### TEXTO-BASE
• • •

Data: 08 de maio de 2019

O que estava em jogo: uma vaga na final da Liga dos Campeões da UEFA de 2018-2019.

Local: Johan Cruyff Arena, Amsterdã, Holanda.

Juiz: Felix Brych (ALE)

Público: 52.641 pessoas

Os Times:

Amsterdamsche Football Club Ajax: Onana; Mazraoui, De Ligt, Blind e Tagliafico; Schöne (Veltman, aos 15’ do 2º T) e De Jong; Ziyech, Van de Beek (Magallán, aos 45’ do 2º T) e Tadic; Dolberg (Sinkgraven, aos 22’ do 2º T). Técnico: Erik ten Hag.

Tottenham Hotspur Football Club: Lloris; Trippier (Lamela, aos 36’ do 2º T), Alderweireld, Vertonghen e Rose (Davies, aos 37’ do 2º T); Sissoko e Wanyama (Llorente, intervalo); Eriksen, Dele Alli e Son Heung-Min; Lucas Moura. Técnico: Mauricio Pochettino.

Placar: Ajax 2×3 Tottenham (Gols: De Ligt-AJX, aos 5’, e Ziyech-AJX, aos 35’ do 1º T; Lucas Moura-TOT, aos 10’, 14’ e 45 + 6’ do 2º T).

• • •

### DADOS FORNECIDOS
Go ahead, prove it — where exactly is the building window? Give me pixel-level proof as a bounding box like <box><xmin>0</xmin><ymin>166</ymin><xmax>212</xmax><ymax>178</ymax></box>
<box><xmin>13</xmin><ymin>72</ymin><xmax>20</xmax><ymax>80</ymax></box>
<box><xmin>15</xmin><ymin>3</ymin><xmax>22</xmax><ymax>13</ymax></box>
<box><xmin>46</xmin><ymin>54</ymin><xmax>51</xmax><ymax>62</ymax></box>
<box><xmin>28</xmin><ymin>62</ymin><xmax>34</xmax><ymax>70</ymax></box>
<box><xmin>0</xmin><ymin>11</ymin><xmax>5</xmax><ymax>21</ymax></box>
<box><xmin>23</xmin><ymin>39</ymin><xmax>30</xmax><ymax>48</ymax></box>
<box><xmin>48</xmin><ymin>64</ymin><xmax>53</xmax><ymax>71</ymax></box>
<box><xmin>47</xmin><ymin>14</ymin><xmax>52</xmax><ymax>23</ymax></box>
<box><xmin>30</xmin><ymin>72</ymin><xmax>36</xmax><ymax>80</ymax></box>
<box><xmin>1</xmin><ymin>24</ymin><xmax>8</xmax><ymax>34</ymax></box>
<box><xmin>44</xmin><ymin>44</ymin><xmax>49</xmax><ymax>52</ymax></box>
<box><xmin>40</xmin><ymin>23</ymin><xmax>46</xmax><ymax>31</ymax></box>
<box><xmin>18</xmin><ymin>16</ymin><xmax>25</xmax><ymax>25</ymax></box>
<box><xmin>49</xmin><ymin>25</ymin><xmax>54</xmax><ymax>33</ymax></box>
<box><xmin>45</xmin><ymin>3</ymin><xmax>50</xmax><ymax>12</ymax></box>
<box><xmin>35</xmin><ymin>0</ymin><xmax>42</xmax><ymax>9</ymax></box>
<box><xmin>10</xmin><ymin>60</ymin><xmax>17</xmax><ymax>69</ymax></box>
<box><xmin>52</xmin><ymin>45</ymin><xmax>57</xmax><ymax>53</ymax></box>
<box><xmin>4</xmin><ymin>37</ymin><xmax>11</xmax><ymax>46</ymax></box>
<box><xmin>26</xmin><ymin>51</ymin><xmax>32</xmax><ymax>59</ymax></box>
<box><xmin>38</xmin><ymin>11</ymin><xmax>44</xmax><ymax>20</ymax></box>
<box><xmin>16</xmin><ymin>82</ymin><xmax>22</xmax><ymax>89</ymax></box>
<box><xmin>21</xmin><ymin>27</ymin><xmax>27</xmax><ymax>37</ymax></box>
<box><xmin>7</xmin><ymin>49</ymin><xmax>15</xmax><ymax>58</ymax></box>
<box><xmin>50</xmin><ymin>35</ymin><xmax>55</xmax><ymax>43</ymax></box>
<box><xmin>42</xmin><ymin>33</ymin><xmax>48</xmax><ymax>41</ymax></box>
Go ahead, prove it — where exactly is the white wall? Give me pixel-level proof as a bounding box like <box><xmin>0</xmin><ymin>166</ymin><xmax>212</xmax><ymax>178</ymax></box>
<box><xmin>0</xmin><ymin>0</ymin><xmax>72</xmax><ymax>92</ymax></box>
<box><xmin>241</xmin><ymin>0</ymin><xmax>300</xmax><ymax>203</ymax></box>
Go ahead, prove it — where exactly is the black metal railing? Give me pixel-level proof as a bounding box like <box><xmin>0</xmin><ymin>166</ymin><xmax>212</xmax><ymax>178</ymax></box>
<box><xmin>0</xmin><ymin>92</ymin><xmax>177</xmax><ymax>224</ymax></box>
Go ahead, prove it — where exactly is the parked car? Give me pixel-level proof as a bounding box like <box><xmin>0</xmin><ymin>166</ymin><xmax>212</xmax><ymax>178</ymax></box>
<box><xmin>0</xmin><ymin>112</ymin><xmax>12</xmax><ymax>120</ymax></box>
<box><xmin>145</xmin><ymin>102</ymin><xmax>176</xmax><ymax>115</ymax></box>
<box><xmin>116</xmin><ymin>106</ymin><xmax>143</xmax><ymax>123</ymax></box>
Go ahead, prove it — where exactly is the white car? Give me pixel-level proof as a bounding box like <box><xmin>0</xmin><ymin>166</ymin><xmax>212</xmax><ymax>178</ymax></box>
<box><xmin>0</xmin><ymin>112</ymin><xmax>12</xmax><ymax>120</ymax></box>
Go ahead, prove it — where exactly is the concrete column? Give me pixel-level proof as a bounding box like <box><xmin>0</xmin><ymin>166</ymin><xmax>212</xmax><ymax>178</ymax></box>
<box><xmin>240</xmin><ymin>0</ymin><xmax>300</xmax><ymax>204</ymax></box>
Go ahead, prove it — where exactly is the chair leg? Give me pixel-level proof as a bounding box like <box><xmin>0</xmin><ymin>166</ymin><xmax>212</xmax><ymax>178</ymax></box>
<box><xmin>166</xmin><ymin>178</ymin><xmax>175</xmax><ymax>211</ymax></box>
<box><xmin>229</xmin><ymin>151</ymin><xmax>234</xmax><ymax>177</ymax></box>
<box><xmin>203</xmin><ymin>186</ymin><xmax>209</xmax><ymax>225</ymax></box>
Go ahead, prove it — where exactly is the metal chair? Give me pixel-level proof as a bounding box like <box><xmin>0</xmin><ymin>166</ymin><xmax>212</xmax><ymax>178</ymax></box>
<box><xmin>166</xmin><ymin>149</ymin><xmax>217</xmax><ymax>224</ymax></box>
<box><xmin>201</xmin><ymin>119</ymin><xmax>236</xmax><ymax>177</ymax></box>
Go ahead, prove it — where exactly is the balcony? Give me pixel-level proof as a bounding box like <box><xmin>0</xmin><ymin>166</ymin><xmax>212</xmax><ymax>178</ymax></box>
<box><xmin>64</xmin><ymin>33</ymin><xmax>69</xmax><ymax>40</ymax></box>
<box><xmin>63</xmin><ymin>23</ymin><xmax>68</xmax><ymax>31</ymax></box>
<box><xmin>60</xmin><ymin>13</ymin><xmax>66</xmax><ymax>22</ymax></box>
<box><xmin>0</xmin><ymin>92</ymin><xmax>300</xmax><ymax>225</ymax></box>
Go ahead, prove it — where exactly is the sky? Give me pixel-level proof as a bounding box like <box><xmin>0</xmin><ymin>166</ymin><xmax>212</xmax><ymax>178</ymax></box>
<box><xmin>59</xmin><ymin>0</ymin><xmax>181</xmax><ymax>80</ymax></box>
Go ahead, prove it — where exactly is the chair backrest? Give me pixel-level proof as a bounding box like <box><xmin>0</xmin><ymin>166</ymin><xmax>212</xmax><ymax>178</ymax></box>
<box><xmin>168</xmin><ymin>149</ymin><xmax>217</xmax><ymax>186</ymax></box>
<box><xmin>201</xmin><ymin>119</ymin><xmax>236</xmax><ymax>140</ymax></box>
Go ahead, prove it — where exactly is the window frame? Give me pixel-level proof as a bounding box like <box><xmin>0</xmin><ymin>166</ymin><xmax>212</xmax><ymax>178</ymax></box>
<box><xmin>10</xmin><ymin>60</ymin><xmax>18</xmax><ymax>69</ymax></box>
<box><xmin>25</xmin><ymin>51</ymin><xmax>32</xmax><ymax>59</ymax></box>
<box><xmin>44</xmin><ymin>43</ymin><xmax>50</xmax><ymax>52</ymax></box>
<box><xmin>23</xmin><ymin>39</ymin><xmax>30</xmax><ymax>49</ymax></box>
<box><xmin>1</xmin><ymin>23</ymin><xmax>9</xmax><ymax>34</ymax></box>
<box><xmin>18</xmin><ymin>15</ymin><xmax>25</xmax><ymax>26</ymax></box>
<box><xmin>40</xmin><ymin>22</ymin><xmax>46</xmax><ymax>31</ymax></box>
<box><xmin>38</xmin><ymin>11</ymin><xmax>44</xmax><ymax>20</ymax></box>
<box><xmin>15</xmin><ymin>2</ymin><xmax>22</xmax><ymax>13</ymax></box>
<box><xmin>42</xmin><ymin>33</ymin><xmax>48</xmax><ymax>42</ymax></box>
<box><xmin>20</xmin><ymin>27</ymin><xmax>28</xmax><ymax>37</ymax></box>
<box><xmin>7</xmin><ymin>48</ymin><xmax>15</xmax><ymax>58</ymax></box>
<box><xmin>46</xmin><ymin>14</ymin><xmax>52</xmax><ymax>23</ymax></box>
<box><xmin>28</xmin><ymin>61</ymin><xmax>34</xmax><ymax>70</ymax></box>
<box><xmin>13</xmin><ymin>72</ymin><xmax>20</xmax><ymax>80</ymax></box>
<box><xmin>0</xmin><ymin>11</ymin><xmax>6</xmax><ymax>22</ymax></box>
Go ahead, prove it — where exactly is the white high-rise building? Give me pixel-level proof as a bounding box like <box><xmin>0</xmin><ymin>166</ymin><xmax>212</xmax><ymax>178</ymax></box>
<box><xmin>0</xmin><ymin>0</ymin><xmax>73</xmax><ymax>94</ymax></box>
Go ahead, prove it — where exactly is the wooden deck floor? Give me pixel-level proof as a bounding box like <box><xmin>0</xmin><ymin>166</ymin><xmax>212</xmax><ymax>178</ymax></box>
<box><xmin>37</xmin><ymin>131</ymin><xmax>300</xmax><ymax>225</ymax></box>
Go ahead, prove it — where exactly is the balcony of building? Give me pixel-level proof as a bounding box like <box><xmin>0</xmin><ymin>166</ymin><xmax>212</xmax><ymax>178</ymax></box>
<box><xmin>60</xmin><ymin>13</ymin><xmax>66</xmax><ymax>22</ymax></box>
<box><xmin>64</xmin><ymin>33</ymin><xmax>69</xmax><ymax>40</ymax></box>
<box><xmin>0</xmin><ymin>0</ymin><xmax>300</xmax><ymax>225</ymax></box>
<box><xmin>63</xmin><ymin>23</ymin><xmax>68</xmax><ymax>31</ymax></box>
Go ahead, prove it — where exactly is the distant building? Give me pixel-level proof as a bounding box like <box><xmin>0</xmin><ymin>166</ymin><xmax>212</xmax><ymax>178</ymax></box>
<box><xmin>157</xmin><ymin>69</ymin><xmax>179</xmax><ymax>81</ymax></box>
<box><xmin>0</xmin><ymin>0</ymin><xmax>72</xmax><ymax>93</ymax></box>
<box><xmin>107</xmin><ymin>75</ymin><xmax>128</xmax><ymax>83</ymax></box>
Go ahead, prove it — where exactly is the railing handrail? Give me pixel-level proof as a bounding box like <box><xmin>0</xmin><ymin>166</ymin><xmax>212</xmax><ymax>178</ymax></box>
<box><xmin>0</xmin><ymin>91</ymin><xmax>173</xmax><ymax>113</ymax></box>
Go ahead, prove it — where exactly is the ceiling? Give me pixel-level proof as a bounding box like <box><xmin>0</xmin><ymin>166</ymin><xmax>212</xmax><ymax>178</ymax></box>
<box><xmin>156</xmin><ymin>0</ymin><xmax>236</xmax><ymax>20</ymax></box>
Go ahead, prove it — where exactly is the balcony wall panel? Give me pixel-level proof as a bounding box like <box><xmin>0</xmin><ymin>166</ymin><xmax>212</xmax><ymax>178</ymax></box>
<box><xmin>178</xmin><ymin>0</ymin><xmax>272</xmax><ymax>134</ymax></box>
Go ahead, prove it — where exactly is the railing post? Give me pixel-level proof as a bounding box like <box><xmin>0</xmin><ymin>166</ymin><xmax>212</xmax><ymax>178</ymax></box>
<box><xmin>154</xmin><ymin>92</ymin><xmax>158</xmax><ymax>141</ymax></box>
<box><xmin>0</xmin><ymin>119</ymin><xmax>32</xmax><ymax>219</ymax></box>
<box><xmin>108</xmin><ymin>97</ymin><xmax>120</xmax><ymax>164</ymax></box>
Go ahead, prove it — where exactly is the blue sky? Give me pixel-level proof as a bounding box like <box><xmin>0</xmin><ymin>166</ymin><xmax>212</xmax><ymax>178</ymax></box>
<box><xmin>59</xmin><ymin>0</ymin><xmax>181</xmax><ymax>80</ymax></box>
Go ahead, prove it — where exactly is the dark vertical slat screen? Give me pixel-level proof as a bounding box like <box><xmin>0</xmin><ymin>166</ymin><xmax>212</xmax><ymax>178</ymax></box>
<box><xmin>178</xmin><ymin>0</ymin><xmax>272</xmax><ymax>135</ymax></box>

• • •

### LISTA DE EXERCÍCIOS
1. Segundo a ficha da partida, quais jogadores entraram no Tottenham durante o jogo, e em que momento cada um entrou?
2. Com base na ficha da partida, diga se cada afirmação está correta e cite as palavras que decidem: (a) O jogo foi disputado em Amsterdã. (b) O juiz da partida era holandês. (c) Lucas Moura marcou três gols no segundo tempo.
Os registros não têm relação com esta atividade.

### GABARITO
1. Lamela, aos 36’ do 2º tempo; Davies, aos 37’ do 2º tempo; Llorente, no intervalo.

2.
(a) Sim: "Local: Johan Cruyff Arena, Amsterdã, Holanda."
(b) Não: "Juiz: Felix Brych (ALE)".
(c) Sim: "Lucas Moura-TOT, aos 10’, 14’ e 45 + 6’ do 2º T".